MIGRANT workers in Shanghai typically stream back across China to rural hometowns for family reunions at Spring Festival, but for some, the holiday is a sad reminder of how economics separate parents and children.

One of those who won’t be going home this week is Nie Shufang, 41, a household maid from southwestern China who has two sons living back home. Last year she managed to save enough money to travel to see them during the Chinese New Year. This year she can’t afford it.

The plight of migrant children forced to live apart from their parents is especially painful now because Spring Festival is traditionally a joyous time of year spent with family.

“Relatives back home often say how working in large cities always means good fortune, but that’s only a myth,” said Nie, who hails from a rural village in the city of Chongqing.

By the end of 2013, it was estimated that there were about 7 million migrant workers in Shanghai. They earn an average 29,707 yuan (US$4,750) a year, according to the latest figures for 2013 from the National Bureau of Statistics. That is 25 percent below the city’s average wage.

They come to big cities from impoverished inland areas to seek a better life and carve a brighter future for their children. But that too often means the children have to be left behind.

Most of the migrant workers in Shanghai have left for this year’s Spring Festival, which begins on Thursday. Nie is not among them.

“Last year during Spring Festival, I spent four days traveling to and from my hometown, and the rest of the time visiting friends and family,” she said. “I didn’t have much time to spend alone with my sons.”

Nie, who earns 3,000-4,000 yuan a month, said she’s afraid to ask for too many days off for fear of being sacked by her employer. Besides that, there’s nothing left of the money she and her husband, a construction worker, managed to save last year.

The couple remits about 15,000 yuan home every year to cover school costs and living expenses of their two sons, who board at a junior middle school.

Costly schooling

They would prefer if the children could live with them in Shanghai, but the two years when the boys were with them here proved too costly for schooling.

“My sons’ teachers told me I had to find extracurricular classes for them because they were lagging other students,” Nie said. “I couldn’t afford that.”

Zhang Mingshu, 38, a migrant worker from Anhui Province and father of two, works as an electrician in Shanghai. He said he and his wife, who works as a household maid, are the nomads of China’s industrialization.

++++++++++

▶ Written tasks
A – In the migrant workers article, what was the average yearly pay of migrant workers in Shanghai in 2013?
B – Using the migrant workers article, explain why Nie's sons no longer live with her in Shanghai.
Answer from the migrant workers article alone.

++++++++++

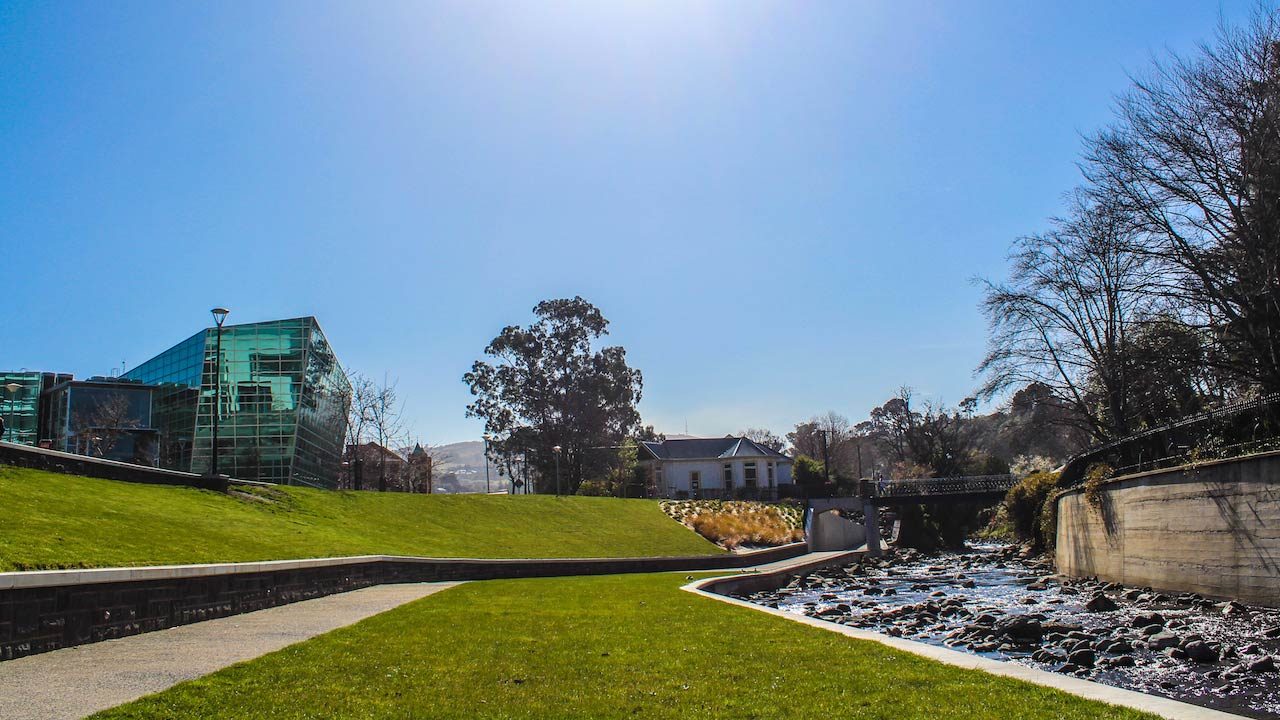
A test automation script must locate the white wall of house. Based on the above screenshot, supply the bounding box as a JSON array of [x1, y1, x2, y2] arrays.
[[649, 456, 791, 495]]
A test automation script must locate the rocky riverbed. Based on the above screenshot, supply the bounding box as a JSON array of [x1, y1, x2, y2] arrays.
[[744, 547, 1280, 720]]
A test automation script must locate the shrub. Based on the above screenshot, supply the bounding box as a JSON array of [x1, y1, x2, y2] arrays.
[[1005, 471, 1057, 547], [1084, 462, 1115, 510], [662, 500, 804, 550]]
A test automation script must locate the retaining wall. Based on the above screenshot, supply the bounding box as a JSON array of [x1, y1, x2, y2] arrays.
[[0, 442, 225, 489], [0, 543, 808, 660], [1055, 452, 1280, 606]]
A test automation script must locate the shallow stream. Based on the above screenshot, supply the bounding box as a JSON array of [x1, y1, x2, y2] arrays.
[[744, 546, 1280, 720]]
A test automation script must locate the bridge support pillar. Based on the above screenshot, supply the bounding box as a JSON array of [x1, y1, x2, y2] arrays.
[[863, 500, 881, 557]]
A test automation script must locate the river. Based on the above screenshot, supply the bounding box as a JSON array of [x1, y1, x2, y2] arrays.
[[744, 546, 1280, 720]]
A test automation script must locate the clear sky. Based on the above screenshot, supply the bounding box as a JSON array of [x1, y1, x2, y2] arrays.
[[0, 0, 1253, 443]]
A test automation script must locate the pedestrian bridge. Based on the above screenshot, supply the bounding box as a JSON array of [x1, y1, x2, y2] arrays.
[[868, 475, 1016, 506]]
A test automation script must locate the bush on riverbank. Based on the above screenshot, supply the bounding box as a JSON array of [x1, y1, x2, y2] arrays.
[[662, 500, 804, 550], [1005, 471, 1059, 550]]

++++++++++

▶ Answers given
A – 29,707 yuan (US$4,750).

B – The two years the boys spent with their parents in Shanghai proved too costly for schooling. Their teachers said the boys were lagging other students and needed extracurricular classes, which Nie could not afford.